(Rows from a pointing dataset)
· · · · ·
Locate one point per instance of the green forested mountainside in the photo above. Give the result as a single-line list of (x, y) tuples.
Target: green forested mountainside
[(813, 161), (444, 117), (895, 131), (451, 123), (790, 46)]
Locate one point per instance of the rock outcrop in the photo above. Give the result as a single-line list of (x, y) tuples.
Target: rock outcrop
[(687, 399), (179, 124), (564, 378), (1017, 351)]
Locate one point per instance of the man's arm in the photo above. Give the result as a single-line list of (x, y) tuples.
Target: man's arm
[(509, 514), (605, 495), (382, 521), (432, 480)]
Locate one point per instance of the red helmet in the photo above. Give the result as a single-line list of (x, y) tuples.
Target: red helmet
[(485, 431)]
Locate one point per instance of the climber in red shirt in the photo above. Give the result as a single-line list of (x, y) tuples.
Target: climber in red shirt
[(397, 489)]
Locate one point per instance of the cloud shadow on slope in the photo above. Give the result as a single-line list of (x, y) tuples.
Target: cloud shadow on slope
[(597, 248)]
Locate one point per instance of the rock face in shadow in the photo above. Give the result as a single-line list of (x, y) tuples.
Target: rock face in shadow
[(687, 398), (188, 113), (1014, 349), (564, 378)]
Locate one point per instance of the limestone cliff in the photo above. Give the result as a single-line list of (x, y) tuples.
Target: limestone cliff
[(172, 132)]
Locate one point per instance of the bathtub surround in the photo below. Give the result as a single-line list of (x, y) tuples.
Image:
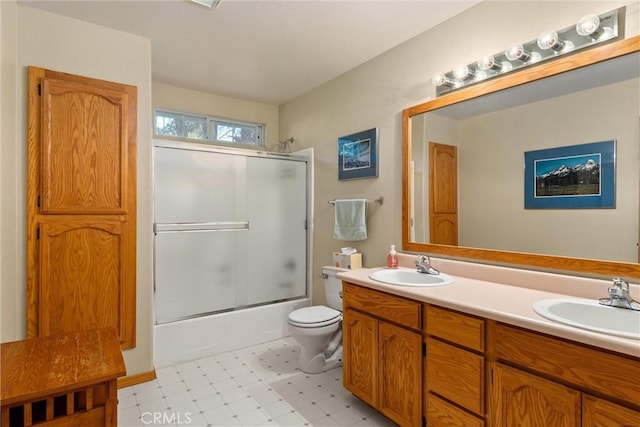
· · · · ·
#### TO DO:
Rewrite all the rows above, changing "single-line list" to "one-line list" wherever it occurs and keeping everything else the same. Leave the pictures out.

#### OUTPUT OF THE TASK:
Locate one point per instance of the green forested mountainside in the photo above. Give the result as a one-line list of (x, y) tuples.
Target: green forested mountainside
[(813, 161), (444, 117), (895, 131), (451, 123), (790, 46)]
Locate one point per instance of the rock outcrop in the photo above. Give the result as a one-line list of (x, y) tuples.
Target: rock outcrop
[(687, 399), (179, 124), (564, 378), (1017, 351)]
Locate one point per instance of the man's arm in the photo above. Give the result as a one-line list of (x, y) tuples.
Target: man's arm
[(509, 514), (605, 495), (382, 521), (432, 480)]
Locate one point per instance of the red helmet in the photo above. Give the result as a one-line list of (x, y) tuples.
Target: red helmet
[(485, 431)]
Locate one point per instance of the climber in red shirt in the photo above. Give the result as a one-line list of (x, y) tuples.
Target: climber in red shirt
[(397, 489)]
Locate one point per instance of the cloud shadow on slope in the photo above. Give the result as a one-line list of (x, y) tuples.
Target: cloud shadow on slope
[(597, 248)]
Locate one point per instance of the rock face in shadow in the photo above. Give the result as a one-line list of (x, y) tuples.
Target: rock face in shadow
[(687, 398), (188, 113), (1014, 349), (564, 378)]
Locate one point per instance of the limestone cliff in the photo above. Give the result as a one-line list of (x, y) tuples.
Target: limestone cliff
[(172, 132)]
Locate one point per instance of the bathtub surround in the photo below. Give the result as a one-line list of (x, y) tuples.
Image:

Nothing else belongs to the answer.